### WHAT THE TASK ASKS
Reproduce the data below verbatim, every line in its original order.

── DATA SHOWN

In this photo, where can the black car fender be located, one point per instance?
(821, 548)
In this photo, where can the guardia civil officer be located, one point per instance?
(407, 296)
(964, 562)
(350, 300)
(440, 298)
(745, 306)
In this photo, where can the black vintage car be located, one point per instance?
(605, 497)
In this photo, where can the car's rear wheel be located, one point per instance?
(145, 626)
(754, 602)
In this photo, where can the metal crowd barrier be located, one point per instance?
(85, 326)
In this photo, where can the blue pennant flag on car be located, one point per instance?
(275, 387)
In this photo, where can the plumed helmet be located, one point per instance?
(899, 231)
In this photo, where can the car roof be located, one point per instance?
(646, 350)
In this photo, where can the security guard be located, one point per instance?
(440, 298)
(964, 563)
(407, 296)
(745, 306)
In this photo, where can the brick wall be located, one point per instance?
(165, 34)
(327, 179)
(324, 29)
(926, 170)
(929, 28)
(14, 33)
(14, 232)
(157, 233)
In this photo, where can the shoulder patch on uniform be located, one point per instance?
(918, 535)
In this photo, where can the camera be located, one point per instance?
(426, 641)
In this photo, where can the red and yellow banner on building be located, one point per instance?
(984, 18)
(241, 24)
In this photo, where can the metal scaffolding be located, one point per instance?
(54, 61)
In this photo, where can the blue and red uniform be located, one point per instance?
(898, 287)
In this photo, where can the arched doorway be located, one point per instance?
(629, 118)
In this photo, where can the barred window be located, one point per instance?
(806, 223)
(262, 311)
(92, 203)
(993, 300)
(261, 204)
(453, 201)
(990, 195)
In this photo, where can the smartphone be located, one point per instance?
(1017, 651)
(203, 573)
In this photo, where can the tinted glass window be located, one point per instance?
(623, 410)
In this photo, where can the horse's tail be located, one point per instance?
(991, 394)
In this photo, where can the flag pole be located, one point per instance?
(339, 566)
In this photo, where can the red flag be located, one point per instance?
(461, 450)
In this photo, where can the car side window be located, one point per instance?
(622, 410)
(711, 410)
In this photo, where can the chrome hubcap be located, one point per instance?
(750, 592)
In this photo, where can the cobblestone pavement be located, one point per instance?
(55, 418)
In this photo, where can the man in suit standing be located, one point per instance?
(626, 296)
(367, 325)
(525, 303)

────

### THE ANSWER
In this photo, where can the black car fender be located, one point per instance?
(821, 548)
In this photo, where can the guardia civil officer be located, one point per instance?
(407, 296)
(964, 562)
(350, 300)
(440, 298)
(745, 306)
In this photo, where can the black vintage car be located, one point per instance?
(605, 497)
In this photo, where can the car's rear wheel be located, one point per instance?
(145, 626)
(754, 602)
In this photo, where can the metal crowd barrier be located, one point per instance?
(85, 326)
In this photo, where can the blue pennant flag on car be located, one point per instance?
(275, 387)
In this photo, where can the plumed helmet be located, one point per instance?
(899, 231)
In this photo, where can the car roof be located, one point per instance?
(646, 350)
In this photo, where can the security guard be located, one point per instance?
(440, 298)
(964, 563)
(407, 296)
(745, 306)
In this photo, where can the brick wall be located, one point per instance?
(165, 34)
(327, 179)
(324, 29)
(926, 170)
(929, 28)
(14, 33)
(14, 232)
(157, 233)
In this photo, where can the shoulder patch on uniform be located, one point per instance?
(918, 535)
In this photo, where can the camera be located, one point per instance?
(426, 641)
In this photo, where can the red and yellow banner on building be located, one point per instance?
(984, 18)
(241, 24)
In this photo, where can the metal scaffolding be located, one point per instance?
(54, 61)
In this photo, where can the blue and red uniform be located, one point per instance?
(898, 287)
In this photo, where can the arched doorway be located, one point per instance?
(629, 118)
In this photo, where can the barred window be located, one point per instance?
(806, 223)
(262, 311)
(92, 203)
(993, 300)
(261, 204)
(453, 201)
(990, 195)
In this photo, where can the smartphone be located, one point per instance?
(1017, 651)
(203, 573)
In this photo, where can the tinted glass window be located, one point per instance?
(623, 410)
In this photo, where can the horse's tail be located, one point per instance?
(991, 394)
In this photo, where can the flag pole be located, one point per instance?
(339, 566)
In this photo, where can the red flag be located, one point per instance?
(461, 450)
In this photo, where can the car side window be located, one point per instance?
(622, 410)
(711, 410)
In this photo, where can the chrome hubcap be located, one point per instance?
(750, 592)
In this photo, where can the cobblestone pavement be located, one point per instance?
(55, 418)
In this photo, where can the man in suit standing be located, one point per instance?
(626, 296)
(367, 325)
(525, 303)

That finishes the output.